◆ **Dokumentauszug**:
# 515 power supply fan not detected



## lahnsteiner (11. Januar 2016)

Hallo wertes Forum, ich habe folgendes Problem: 

Nach Netzteilwechsel erhalte ich beim Booten die Meldung "515 power supply fan not detected" 
Mir ist schon aufgefallen, dass am alten Netzteil ein zusätzlicher 4pol Stecker (braun) dran war welcher neben dem Motherboard stecker direkt in einen braunen Bus verlief.

Das neue Netzteil hat das nicht , der Lüfter des Netzteils läuft aber einwandfrei und auch mein PC läuft sonst einwandfrei.
Ich hab das gefühl durch das fehlende Kabel denkt nun das MB es wäre kein Netzteillüfter angeschlossen. 

Wie kann ich das abstellen? Im Bios finde ich keine passende Möglichkeit.
GIbt es eventuell Stecker die man da einfach draufpacken kann damit das MB Ruhe gibt? 

Danke schon mal
Lahnsteiner


----------



## evilgrin68 (11. Januar 2016)

lahnsteiner schrieb:


> ... einen braunen Bus ...



Ein bischen mehr Kontext wäre nicht schlecht... Was für ein Motherboard... Was für ein "Bus"... Na du weisst schon: Informationen!


----------



## Threshold (11. Januar 2016)

Meinst du den 4 Pin Stecker, der in den Anschluss kommt, der bei dem CPU Sockel ist?
Das ist die CPU Stromversorgung. Ohne den startet der Rechner nicht.
Schau mal beim Netzteil nach. Das sollte einen 4x4 Pin EPS Stecker haben. Einer der beiden 4 Pins passt in den Anschluss am CPU Sockel.


----------



## evilgrin68 (11. Januar 2016)

lahnsteiner schrieb:


> ... mein PC läuft sonst einwandfrei..



Nee, ich glaub das meint er nicht...


----------



## lahnsteiner (12. Januar 2016)

Sorry! Ich hätte genauere Infos dazu geben sollen. Von der Arbeit aus kann ich grade nur ein Bild anbieten, welches den kleinen Stecker zeigt direkt neben dem 24 PIN! 
View image: Motherboard

Man sieht auf dem Bild noch die Kabellage des alten NT mit dem braunen Stecker.
Das neue NT hat dieses nicht aber der Lüfter im neuen NT läuft definitiv.
Es läuft auch sonst alles einwandfrei, hatte gestern mehrere Stunden Spielbetrieb. 

Ich bin mir zeimlich sicher dass es einfach eine Verbindung ist die dem MB signalisiert: "Lüfter im NT angeschlossen" aber habe keine Idee 
wie ich den Boot fehler weg bekomme.


----------



## evilgrin68 (12. Januar 2016)

Habs mir gedacht, das es sich um ein Hersteller Board handelt (hier HP). Wenn es im BIOS keine Möglichkeit gibt das ganze abzuschalten, musst du die Meldung einfach ingnorieren. Was anderes bleibt dir nicht Übrig.

Man darf einen PC auch innen mal sauber machen.....

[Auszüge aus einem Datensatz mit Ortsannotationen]

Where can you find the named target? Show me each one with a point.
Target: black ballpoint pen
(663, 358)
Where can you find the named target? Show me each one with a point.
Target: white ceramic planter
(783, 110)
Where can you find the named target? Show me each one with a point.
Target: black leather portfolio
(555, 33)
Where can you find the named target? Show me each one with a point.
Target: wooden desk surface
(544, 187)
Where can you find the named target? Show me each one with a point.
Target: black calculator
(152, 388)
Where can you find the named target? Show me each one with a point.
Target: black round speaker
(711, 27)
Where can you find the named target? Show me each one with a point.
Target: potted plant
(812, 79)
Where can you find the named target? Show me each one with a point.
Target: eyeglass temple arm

◆ **Aufgabe**:
Schreibe den Forenthread über die Startmeldung „515 power supply fan not detected“ weiter, und zwar im Anschluss an seinen letzten Satz.

◆ **Antwort**:
----------



## Threshold (12. Januar 2016)

Ach so, also ein Fertig Rechner von HP, in diesem Fall.
Das kann eine Menge erklären. Die gehen davon aus, dass du ein HP Netzteil drin hast. Kann daher sein, dass es da eine Bios Einstellung zu gibt.
Musst halt mal im Bios schauen, ob es da sowas gibt.


----------



## lahnsteiner (12. Januar 2016)

Ja es handelt sich um einen Firmenrechner, der mir geschenkt wurde. Dachte bei nem Duo 8500 3,16ghz kann man schon mal sagen "nem geschenkten Gaul..."
Nun musste eine Grafikkarte her, da Onboard natürlich nicht so toll war, daher kam es zur ersten Öffnung, Netzteiltausch und so weiter.

Mittlerweile hab ich sogar sauber gemacht =D 

Ich danke euch, auch wenn ich im Bios nichts finden kann was dieses Problem behebt.


----------



## Threshold (12. Januar 2016)

Auswirkungen auf die Hardware hat diese Meldung aber nicht.


----------



## lahnsteiner (13. Januar 2016)

Das ist beruhigend! Ein wenig nervig ist es. 
ich werde mal versuche ob man vielleicht einen "blanko" 3 pin dadrauf stecken kann um as MB zu veräppeln.
Aber dann muss sicher auch der Wiederstand (oder was auch immer ^^ ) passsen denn nur mit dem aufstecken des übriggebliebenen 3pin vom alten NT 
war es nicht getan leider.


----------



## Threshold (13. Januar 2016)

Oder den ollen Fertig Rechner endlich mal entsorgen.


----------



## lahnsteiner (13. Januar 2016)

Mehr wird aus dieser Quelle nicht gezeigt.